"""

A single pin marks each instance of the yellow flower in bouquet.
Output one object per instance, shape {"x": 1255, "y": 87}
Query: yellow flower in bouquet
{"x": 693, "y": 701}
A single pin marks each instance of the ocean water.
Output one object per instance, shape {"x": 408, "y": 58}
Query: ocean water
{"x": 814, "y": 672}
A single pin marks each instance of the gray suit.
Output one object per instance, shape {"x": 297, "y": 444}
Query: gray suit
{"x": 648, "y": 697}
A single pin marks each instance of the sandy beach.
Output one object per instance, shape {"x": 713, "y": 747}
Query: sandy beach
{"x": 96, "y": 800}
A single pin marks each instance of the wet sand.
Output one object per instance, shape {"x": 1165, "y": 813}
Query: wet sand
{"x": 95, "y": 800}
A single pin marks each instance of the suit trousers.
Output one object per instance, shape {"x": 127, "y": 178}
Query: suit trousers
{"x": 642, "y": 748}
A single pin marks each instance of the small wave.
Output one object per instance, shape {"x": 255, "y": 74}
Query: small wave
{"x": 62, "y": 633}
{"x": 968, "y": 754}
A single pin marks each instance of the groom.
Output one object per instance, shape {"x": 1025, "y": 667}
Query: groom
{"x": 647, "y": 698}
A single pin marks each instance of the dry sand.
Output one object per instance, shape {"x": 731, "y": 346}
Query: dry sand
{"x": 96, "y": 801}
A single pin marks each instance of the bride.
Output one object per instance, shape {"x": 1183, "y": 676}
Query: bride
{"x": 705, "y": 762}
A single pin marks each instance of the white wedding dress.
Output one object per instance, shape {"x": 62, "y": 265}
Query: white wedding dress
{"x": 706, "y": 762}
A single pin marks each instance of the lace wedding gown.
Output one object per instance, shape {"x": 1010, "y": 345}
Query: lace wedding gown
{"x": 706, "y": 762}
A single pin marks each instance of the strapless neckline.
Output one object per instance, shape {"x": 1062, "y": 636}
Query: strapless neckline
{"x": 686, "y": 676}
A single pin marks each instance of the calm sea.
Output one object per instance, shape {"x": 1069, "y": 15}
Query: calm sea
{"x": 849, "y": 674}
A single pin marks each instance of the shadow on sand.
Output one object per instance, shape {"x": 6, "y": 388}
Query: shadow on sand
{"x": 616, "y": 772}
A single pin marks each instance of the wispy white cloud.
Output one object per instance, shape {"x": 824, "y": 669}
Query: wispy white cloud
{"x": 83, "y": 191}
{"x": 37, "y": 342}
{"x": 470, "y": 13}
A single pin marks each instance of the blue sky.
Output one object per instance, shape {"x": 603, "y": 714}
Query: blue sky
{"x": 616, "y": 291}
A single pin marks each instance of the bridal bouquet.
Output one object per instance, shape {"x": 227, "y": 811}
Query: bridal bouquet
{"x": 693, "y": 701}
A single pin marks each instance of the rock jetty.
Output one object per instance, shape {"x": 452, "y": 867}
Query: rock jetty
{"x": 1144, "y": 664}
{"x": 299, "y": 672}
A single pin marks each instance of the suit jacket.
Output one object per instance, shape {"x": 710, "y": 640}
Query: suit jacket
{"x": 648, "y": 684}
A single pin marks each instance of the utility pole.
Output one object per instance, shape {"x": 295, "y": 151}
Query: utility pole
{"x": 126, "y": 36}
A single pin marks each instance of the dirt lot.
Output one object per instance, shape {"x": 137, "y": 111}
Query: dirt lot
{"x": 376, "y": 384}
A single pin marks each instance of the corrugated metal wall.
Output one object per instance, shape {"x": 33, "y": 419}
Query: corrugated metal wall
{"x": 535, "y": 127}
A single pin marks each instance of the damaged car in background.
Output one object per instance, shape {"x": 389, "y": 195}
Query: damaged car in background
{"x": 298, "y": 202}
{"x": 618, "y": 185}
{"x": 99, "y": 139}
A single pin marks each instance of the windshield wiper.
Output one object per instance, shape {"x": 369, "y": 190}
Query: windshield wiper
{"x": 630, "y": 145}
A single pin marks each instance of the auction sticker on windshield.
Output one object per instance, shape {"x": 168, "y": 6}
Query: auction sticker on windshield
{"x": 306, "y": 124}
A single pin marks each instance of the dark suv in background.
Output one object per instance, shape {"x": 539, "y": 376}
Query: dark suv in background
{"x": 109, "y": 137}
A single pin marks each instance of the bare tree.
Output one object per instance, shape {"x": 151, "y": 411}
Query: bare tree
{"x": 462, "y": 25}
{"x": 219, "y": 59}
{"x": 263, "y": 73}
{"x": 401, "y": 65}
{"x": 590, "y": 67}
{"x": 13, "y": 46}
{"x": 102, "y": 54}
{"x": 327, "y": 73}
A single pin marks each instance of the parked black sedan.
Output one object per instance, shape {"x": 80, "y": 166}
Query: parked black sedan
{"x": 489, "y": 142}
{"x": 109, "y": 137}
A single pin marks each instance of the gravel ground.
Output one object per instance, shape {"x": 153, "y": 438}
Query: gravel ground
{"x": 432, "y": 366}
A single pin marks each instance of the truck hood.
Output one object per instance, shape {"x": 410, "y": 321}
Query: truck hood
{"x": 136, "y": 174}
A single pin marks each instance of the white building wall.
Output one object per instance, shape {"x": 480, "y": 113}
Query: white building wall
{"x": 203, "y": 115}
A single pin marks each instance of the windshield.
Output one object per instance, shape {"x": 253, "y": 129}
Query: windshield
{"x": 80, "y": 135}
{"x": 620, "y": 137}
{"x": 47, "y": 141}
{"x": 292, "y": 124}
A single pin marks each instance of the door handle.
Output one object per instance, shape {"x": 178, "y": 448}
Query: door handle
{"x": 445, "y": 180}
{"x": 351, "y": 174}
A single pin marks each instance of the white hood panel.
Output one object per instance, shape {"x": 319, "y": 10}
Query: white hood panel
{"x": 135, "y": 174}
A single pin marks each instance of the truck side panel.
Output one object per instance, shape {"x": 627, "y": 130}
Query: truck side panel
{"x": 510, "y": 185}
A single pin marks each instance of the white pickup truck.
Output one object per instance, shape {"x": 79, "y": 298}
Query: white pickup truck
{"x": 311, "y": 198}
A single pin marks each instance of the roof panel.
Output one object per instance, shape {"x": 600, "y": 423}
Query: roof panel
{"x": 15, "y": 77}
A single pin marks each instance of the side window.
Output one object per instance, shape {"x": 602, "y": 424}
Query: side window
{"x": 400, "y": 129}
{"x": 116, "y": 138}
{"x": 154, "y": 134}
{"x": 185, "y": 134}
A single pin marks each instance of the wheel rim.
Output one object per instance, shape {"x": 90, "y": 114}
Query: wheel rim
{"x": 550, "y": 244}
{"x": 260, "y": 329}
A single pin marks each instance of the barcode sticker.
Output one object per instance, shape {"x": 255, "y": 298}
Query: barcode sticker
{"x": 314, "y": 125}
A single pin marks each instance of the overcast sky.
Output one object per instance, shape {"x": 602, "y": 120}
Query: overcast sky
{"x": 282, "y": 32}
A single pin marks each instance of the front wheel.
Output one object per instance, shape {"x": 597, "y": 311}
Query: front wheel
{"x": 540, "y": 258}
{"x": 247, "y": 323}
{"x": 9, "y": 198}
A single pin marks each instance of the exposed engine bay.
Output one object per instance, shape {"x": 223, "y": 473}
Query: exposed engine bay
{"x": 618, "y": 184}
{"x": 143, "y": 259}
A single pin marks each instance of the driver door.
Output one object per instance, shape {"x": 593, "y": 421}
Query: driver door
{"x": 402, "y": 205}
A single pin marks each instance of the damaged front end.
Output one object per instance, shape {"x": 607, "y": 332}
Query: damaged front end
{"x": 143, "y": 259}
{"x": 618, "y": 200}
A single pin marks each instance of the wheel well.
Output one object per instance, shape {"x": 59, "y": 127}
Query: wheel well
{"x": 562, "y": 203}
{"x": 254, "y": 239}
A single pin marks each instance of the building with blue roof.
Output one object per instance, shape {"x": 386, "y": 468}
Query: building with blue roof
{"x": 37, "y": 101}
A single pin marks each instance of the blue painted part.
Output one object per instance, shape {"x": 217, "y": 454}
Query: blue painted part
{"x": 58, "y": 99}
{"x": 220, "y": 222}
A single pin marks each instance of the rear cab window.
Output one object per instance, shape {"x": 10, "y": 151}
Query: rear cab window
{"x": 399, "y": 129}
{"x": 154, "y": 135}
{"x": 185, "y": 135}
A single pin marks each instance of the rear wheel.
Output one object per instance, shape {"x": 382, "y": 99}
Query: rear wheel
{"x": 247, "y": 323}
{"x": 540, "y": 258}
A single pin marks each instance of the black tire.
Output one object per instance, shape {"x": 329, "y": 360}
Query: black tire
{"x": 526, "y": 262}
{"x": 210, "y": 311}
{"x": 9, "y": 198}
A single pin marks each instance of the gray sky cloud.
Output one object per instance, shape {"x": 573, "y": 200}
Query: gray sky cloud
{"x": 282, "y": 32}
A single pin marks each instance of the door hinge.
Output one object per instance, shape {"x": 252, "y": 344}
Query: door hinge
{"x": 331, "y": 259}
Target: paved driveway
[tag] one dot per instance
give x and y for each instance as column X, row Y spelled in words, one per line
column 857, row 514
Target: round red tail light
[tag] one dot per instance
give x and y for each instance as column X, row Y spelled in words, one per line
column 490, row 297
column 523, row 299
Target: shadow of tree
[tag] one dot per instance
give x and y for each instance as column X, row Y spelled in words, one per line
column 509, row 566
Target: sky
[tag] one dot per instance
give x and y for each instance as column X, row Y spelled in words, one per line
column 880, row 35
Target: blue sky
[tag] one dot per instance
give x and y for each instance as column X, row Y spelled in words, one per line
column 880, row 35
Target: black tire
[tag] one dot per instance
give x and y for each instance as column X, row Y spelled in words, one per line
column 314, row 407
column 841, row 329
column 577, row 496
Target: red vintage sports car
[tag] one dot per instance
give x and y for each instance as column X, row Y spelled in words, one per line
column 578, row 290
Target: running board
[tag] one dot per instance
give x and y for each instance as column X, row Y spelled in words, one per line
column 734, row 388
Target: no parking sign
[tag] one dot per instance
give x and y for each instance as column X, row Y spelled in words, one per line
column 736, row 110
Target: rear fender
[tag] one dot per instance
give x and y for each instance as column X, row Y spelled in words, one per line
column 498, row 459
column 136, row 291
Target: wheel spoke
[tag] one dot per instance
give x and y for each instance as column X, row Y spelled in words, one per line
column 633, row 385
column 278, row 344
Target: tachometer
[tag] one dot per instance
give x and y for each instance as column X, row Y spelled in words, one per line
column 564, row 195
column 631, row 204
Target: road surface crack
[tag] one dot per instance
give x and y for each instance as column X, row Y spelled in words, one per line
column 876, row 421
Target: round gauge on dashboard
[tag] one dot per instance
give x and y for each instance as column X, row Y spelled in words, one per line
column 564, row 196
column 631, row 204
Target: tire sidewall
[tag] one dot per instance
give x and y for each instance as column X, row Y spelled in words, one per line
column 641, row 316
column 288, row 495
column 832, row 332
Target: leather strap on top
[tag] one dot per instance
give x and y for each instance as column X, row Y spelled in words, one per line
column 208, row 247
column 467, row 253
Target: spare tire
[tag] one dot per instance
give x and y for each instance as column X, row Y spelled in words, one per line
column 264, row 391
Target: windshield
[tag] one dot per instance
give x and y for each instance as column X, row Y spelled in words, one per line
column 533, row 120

"""

Beginning with the line that contains "Target: running board", repeat every line through the end of the records and nothing more.

#### Result for this exercise
Target: running board
[tag] one dot per instance
give x and y for each instance as column X, row Y spelled in words, one per line
column 734, row 388
Target: no parking sign
[tag] one dot per instance
give x and y for each instance as column X, row Y spelled in words, one per line
column 736, row 110
Target: rear fender
[tag] one dot per instance
give x and y for each instance as column X, row Y spelled in words, one per line
column 498, row 459
column 136, row 291
Target: wheel spoke
[tag] one dot per instance
give x and y for each instance as column X, row Y spelled in words, one per line
column 633, row 385
column 278, row 344
Target: tachometer
[tag] one dot per instance
give x and y for each instance as column X, row Y spelled in words, one per line
column 564, row 195
column 631, row 204
Target: road surface crack
[tag] one dot per instance
give x and y for each instance as column X, row Y spelled in words, one per line
column 876, row 421
Target: round gauge on dashboard
[tag] one dot per instance
give x and y for each instance as column X, row Y spelled in words, one per line
column 564, row 196
column 631, row 204
Target: tire sidewall
[tag] one dot per instance
give x and y for each instance as column X, row Y spelled in words, one per line
column 641, row 316
column 288, row 495
column 832, row 332
Target: leather strap on top
[tag] one dot per instance
give x and y for each instance as column X, row Y spelled in words, one per line
column 208, row 247
column 467, row 253
Target: spare tire
[tag] one dot per instance
give x and y for each instance as column X, row Y spelled in words, one per line
column 264, row 391
Target: windshield
[tag] one dot per instance
give x and y for each instance as column X, row Y spelled in words, one per line
column 533, row 120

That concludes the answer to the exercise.